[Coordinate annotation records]
+--

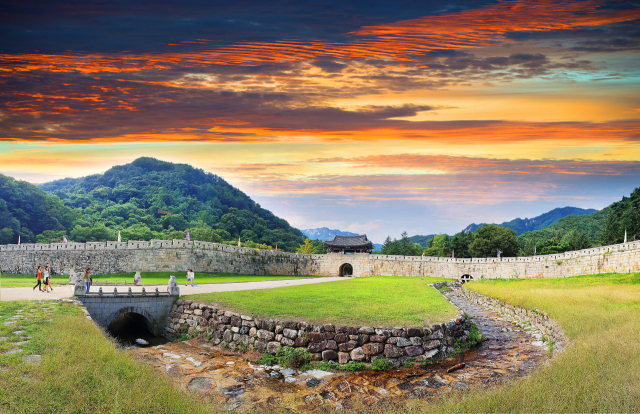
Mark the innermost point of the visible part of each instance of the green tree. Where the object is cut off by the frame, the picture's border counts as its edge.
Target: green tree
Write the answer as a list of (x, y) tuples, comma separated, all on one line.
[(491, 238), (50, 236), (460, 244), (610, 231), (439, 246)]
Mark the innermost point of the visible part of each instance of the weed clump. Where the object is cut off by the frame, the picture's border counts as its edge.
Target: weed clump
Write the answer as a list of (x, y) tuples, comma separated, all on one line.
[(380, 365), (288, 357)]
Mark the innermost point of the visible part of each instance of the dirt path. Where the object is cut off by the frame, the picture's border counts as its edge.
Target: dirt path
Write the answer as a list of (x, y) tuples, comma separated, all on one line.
[(67, 291)]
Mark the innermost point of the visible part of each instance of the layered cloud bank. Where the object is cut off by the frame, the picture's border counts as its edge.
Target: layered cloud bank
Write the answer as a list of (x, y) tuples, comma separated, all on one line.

+--

_What the task requires_
Rewrite all of the material above, changing every "innermost point" to "deepest interior point" and keeping everything else the same. Leave out the pictures.

_Answer for this exercise_
Mark the deepest interior point of the visible part of each instance of the green tree. Where the object is cut off by the frame, the picture's border counts as its edge.
Target: green tree
Write the answer as a list of (x, y) tuples, comma separated, all on one line.
[(491, 238), (50, 236), (460, 244), (610, 231), (439, 246)]
Mark the deepest interior point of the visible part of each instance of the weed clump. Where the object is cut off by the frame, the picture's border counts as its edge.
Target: weed clump
Write the answer as a list of (x, y) tuples, comma separated, all on one line.
[(380, 365), (288, 357)]
Mark the deepest interior point of the visible part of each instance of the dirt path. Where the object is cut off by the frame, the picture's border counts as its edge.
Target: dirt path
Write the answer as a list of (x, y) tuples, comma separated, all on one line.
[(67, 291)]
Mark the deepest interior point of the visible part of each instance of the layered cloud bank. Where the object is cut off by the frame, the picture's border counts as its edge.
Target: layered cloud bank
Write the answer as a list of (x, y) tuples, comma separated, all on one line.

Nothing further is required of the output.